# [Задание a]
Перепишите записи от строки с «Where can the blue jeans» до конца записей включительно, заменив «blue jeans» на «denim pants» и не меняя ничего другого.

§

И, скорей всего, когда Рогозин так говорит, он просто прислоняется к тому, во что уже было инвестировано.
С.Бунтман― Мы не хуже, чем Победа.
К.Ремчуков― Раньше, помните, все губернаторы фотографировались рядом с Путиным? Они редуцировали высокий рейтинг Путина в свой рейтинг. А сейчас, видимо, высокий рейтинг Победы, как всем кажется, который создан был, — хотят говорить: «А вот полет в космос — это такая же победа». Ну, давайте считать.
А.Нарышкин― Объясните, а кто должен составлять этот образ будущего? Я просто вспоминаю ежегодное обращение — они гораздо чаще — от Владимира Путина, мы знаем, что Послание федеральному собранию будет у Путина — и в последнее время повторяется: нет времени на раскачку, нам нужен рывок, нам нужно что-то. Но если не Путин, то кто долен эту повестку про будущее?..
С.Бунтман― И предыдущие, как вы помните, были постоянные поиски национальной идеи. По всем дачам сидели и выписывали национальную идею.
К.Ремчуков― Будущее, оно требует просто картинки по ключевым вопросам, которые интересуют какую-то часть общества. Если смотреть на всю проблематика, как мне хочется с точки зрения того, что есть, потому что, когда, помню, на семинарах по философии в аспирантуре у меня один товарищ очень умный набросился на Гегеля, который сказал: «Всё, что действительно, то разумно, а то, что разумно, то действительно», что какой, мол, дурак, этот Гегель — не понимает того, что понимает он, Толик (Толик его звали). И Толик просто громил этого бедного Гегеля и фактически апеллировал к тезисам Маркса о Фейербахе, к 11-му тезису, что задача философа не объяснять мир, а изменить его.
И сейчас надо познать. Но вообще, Гегель сказал: «Задача философии: постичь то, что есть». Вот постичь то, что есть — это, с точки зрения объективного идеализма Гегеля, который верил в бога, — это и есть развертывание божественной идеи в конкретных формах.
А.Нарышкин― То есть это понимание замысла.
К.Ремчуков― Вот почему мы такие. Важнее понять, почему, допустим, 70% населения страны не имеет запроса на хорошо действующие институты, оно не имеет запроса на демократию, и оно не имеет запроса на конкуренцию. Это 70%. Чего вы собираетесь делать с этими 70%, когда 30% других — ну, скажем, 10% самых активных и примкнувши к ним 20% — придут к власти? Они же столкнутся с этим народом, у которого нет такого запроса. А это и есть картина будущего.
Поэтому в данном случае, отвечая, Алексей, на ваш вопрос, кто должен формулировать, — мне кажется, что запрос — это интеллектуальная картина людей, которые пользуются авторитетом, какая Россия нам нужна. Это Россия, в которой царь-повелитель решает все проблемы, но потом царя бояре подведут, придет новый негодный царь — и всё рушится, или нам нужны индифферентные по отношению к личности царя институты, которые будут обеспечивать наше благополучие?
Даже вот этот шаг о том, что намного более предсказуемей, когда работают институты, чем когда даже хороший один отдельный человек, но после которого пустота будет, мне кажется, тоже он не пройдет в нашей стране.

§

# [Задание b]
Ответьте на вопросы по отрывку:
(i) С кем, по словам Ремчукова, раньше фотографировались все губернаторы?
(ii) Как звали товарища по аспирантуре, который набросился на Гегеля?
(iii) Какая доля населения страны, по словам Ремчукова, не имеет запроса на демократию?

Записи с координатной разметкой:
§

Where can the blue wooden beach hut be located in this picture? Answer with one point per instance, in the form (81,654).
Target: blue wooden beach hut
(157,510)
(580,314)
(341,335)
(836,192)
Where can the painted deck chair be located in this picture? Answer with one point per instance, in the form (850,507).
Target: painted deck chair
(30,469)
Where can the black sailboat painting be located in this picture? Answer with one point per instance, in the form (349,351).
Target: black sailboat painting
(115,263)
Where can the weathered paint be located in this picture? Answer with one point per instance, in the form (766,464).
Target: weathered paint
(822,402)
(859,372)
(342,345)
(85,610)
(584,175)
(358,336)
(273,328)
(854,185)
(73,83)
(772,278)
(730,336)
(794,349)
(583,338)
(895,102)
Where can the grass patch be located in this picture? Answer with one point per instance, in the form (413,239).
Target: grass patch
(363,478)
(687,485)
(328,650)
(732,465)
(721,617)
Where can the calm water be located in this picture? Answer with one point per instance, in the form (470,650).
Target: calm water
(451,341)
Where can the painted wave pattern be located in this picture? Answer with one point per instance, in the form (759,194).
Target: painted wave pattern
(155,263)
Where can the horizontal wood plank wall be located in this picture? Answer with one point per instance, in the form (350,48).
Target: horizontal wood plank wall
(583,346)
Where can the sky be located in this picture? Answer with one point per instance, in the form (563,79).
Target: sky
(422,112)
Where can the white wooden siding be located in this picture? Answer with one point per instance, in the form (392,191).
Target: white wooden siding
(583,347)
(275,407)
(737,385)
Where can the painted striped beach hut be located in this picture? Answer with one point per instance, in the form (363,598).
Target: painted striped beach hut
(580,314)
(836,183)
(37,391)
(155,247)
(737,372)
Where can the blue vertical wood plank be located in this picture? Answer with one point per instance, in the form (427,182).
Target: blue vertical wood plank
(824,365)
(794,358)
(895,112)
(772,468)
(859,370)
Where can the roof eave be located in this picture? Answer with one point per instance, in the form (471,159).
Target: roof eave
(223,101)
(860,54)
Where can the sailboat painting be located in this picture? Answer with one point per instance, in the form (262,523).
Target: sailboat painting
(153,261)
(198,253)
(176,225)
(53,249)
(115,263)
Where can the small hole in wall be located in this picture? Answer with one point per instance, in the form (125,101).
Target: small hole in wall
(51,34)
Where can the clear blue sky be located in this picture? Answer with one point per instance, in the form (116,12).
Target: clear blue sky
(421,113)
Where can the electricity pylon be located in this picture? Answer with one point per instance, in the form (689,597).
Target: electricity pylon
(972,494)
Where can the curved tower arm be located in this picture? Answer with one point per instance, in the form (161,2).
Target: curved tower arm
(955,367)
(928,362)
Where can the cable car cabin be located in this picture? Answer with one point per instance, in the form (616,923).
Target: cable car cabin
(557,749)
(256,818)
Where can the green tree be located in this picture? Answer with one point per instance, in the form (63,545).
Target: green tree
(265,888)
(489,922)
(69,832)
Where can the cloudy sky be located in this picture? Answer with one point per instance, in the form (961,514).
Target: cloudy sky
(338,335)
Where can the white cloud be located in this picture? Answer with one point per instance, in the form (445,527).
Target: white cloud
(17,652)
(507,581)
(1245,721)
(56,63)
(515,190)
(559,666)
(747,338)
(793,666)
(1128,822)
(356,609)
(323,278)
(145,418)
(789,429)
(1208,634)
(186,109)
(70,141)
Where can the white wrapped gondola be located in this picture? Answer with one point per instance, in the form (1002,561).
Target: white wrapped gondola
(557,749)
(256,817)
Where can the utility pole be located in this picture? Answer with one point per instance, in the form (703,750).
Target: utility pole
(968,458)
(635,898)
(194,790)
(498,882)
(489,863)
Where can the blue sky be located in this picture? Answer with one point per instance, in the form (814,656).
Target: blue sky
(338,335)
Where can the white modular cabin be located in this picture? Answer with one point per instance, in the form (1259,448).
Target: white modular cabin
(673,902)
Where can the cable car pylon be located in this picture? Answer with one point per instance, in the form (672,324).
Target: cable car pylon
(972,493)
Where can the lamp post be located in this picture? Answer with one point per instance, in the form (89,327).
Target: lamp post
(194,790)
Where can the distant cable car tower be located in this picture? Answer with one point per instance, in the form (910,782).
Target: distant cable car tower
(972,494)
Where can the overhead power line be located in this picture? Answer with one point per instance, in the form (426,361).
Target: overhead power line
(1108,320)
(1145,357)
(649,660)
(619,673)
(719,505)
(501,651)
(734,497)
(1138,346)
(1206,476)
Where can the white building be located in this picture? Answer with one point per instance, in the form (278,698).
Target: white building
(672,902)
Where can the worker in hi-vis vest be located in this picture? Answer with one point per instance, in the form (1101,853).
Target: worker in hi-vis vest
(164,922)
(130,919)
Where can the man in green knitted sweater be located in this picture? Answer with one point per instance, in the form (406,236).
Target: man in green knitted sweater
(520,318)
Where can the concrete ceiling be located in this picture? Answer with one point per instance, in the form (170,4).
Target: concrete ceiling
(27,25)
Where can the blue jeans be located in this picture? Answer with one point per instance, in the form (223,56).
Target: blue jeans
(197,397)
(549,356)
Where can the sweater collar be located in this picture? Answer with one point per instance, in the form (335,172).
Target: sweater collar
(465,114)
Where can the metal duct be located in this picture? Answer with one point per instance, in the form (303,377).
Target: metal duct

§

# [Полный ответ a]
Where can the denim pants be located in this picture? Answer with one point per instance, in the form (223,56).
Target: denim pants
(197,397)
(549,356)
Where can the sweater collar be located in this picture? Answer with one point per instance, in the form (335,172).
Target: sweater collar
(465,114)
Where can the metal duct be located in this picture? Answer with one point per instance, in the form (303,377).
Target: metal duct

# [Полный ответ b]
(i) С Путиным.
(ii) Толик.
(iii) 70%.